- [Written task]
Arrange the stretch of the data below from the line containing "of the parking" through the line containing "pixel 479 84" as a Markdown table with two columns, Row and Line. Number each line in the Row column and leave out any blank lines.

- [Exercise data]
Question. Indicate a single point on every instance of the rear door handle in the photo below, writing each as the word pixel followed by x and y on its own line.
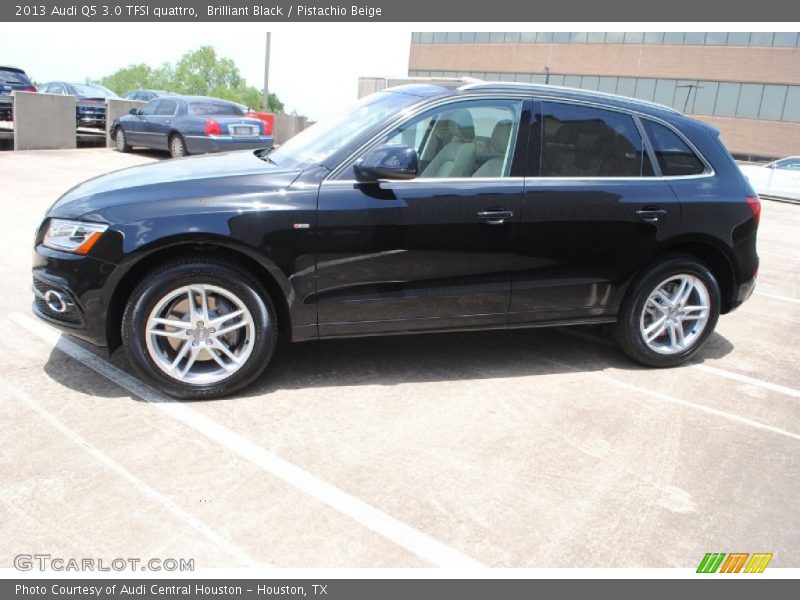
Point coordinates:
pixel 495 217
pixel 651 213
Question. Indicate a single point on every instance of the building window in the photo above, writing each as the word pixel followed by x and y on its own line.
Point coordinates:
pixel 791 110
pixel 716 38
pixel 761 38
pixel 739 38
pixel 705 97
pixel 653 37
pixel 727 99
pixel 697 38
pixel 749 100
pixel 784 39
pixel 673 37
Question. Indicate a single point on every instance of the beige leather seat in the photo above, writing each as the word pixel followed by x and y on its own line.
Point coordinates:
pixel 499 143
pixel 457 158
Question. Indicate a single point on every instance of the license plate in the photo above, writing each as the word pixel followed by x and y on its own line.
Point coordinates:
pixel 243 130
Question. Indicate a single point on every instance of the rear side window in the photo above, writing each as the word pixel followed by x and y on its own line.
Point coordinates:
pixel 214 108
pixel 11 76
pixel 581 141
pixel 673 154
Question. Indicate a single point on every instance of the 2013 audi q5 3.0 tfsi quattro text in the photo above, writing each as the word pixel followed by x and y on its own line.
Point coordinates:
pixel 423 208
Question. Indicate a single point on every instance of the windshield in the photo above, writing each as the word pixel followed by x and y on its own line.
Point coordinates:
pixel 321 140
pixel 90 90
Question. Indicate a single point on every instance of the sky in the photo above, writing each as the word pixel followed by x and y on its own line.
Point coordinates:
pixel 314 68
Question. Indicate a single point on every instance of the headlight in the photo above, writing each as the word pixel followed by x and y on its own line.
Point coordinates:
pixel 73 236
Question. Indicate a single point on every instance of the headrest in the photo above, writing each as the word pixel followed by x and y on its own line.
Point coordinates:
pixel 500 135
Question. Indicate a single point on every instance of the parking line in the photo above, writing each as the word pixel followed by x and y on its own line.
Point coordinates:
pixel 699 407
pixel 777 297
pixel 394 530
pixel 767 385
pixel 781 389
pixel 166 502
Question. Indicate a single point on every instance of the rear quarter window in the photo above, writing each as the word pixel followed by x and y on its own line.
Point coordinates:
pixel 197 109
pixel 10 76
pixel 674 156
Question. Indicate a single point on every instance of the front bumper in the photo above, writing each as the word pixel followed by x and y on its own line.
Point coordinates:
pixel 76 284
pixel 201 144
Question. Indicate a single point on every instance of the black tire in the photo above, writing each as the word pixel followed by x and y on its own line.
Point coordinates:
pixel 155 286
pixel 177 146
pixel 628 332
pixel 121 141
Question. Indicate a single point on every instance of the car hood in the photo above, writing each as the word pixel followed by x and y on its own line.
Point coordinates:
pixel 213 175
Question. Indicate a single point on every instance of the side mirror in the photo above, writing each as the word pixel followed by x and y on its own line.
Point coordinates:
pixel 388 161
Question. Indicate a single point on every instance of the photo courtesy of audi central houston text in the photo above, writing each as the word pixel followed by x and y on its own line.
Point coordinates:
pixel 399 305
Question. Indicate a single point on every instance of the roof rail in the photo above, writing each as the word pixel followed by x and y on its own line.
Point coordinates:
pixel 479 84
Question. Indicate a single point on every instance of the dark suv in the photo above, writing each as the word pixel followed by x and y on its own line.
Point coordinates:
pixel 424 208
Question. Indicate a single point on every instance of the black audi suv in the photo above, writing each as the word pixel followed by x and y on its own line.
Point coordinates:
pixel 423 208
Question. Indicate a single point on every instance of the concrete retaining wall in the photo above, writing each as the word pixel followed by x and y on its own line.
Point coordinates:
pixel 116 108
pixel 43 121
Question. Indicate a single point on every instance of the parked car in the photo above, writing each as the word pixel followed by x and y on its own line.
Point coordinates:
pixel 146 95
pixel 91 101
pixel 424 208
pixel 267 118
pixel 779 179
pixel 189 125
pixel 12 80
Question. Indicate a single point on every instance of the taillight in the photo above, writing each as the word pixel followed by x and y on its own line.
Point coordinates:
pixel 754 202
pixel 212 127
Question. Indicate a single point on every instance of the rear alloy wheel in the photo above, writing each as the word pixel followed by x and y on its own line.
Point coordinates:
pixel 199 329
pixel 121 141
pixel 177 147
pixel 669 312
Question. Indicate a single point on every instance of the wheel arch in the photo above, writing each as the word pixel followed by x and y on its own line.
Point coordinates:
pixel 267 273
pixel 709 252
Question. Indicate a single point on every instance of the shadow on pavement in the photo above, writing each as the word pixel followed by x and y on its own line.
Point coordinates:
pixel 394 360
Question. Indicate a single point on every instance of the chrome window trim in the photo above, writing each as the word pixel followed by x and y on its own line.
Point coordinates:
pixel 541 97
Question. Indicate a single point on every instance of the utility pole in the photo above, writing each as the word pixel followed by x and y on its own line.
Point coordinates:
pixel 266 74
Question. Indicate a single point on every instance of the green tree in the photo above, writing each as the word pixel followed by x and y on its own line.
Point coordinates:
pixel 200 72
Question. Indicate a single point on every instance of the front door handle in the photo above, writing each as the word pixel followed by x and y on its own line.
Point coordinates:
pixel 495 217
pixel 651 213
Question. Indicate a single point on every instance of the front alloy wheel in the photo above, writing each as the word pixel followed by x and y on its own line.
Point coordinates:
pixel 200 334
pixel 199 328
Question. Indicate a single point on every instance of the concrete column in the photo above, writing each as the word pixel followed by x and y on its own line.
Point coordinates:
pixel 44 121
pixel 116 108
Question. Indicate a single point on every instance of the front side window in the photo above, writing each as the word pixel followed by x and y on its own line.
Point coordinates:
pixel 150 108
pixel 581 141
pixel 166 108
pixel 674 156
pixel 465 139
pixel 199 109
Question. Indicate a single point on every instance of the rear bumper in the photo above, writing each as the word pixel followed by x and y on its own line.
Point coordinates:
pixel 201 144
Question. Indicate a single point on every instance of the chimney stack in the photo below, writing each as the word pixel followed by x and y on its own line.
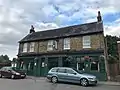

- [The response]
| Row | Line |
|---|---|
| 1 | Question. Indicate a single point on every instance of the parking line in the photo above, writing each as the word pixel followed by x and y on its own line. |
| 2 | Point coordinates: |
| 3 | pixel 699 407 |
| 4 | pixel 777 297 |
| 5 | pixel 394 530 |
| 6 | pixel 767 385 |
| 7 | pixel 781 389 |
| 8 | pixel 166 502 |
| 9 | Question. Indicate a single point on every instance of the rear quarter window in the photo above, writing each as the word pixel followed by x and y on its own line. |
| 10 | Point coordinates: |
| 11 | pixel 197 109 |
| 12 | pixel 10 76 |
| 13 | pixel 674 156 |
| 14 | Question. Indicate a single point on every instance of the front bumper in the photo above, writing each as the word pixel followed by x and y on its own line. |
| 15 | Point coordinates: |
| 16 | pixel 76 284 |
| 17 | pixel 201 144 |
| 18 | Question. Indicate a single point on every instance of the black tire in the photo above, writing each as the word pixel followed by x and y on its own line. |
| 19 | Point coordinates: |
| 20 | pixel 155 286 |
| 21 | pixel 177 146 |
| 22 | pixel 628 332 |
| 23 | pixel 121 141 |
| 24 | Question. Indicate a single point on every instance of the car hood in the photo above, writing each as the word pixel followed by x and y on its own line. |
| 25 | Point coordinates: |
| 26 | pixel 213 175 |
| 27 | Question. Indicate a single point on every instance of the side mirror in the photo above, writing each as the word pixel followed by x and y on its own line. |
| 28 | Point coordinates: |
| 29 | pixel 388 161 |
| 30 | Question. Indicate a single point on every instance of the photo courtesy of audi central houston text in the photo above, writing each as the word pixel followed by x and y on its own line. |
| 31 | Point coordinates: |
| 32 | pixel 399 305 |
| 33 | Question. Indicate a single point on every instance of the roof rail in the photo above, writing each as the word pixel followed by x and y on its own line. |
| 34 | Point coordinates: |
| 35 | pixel 479 84 |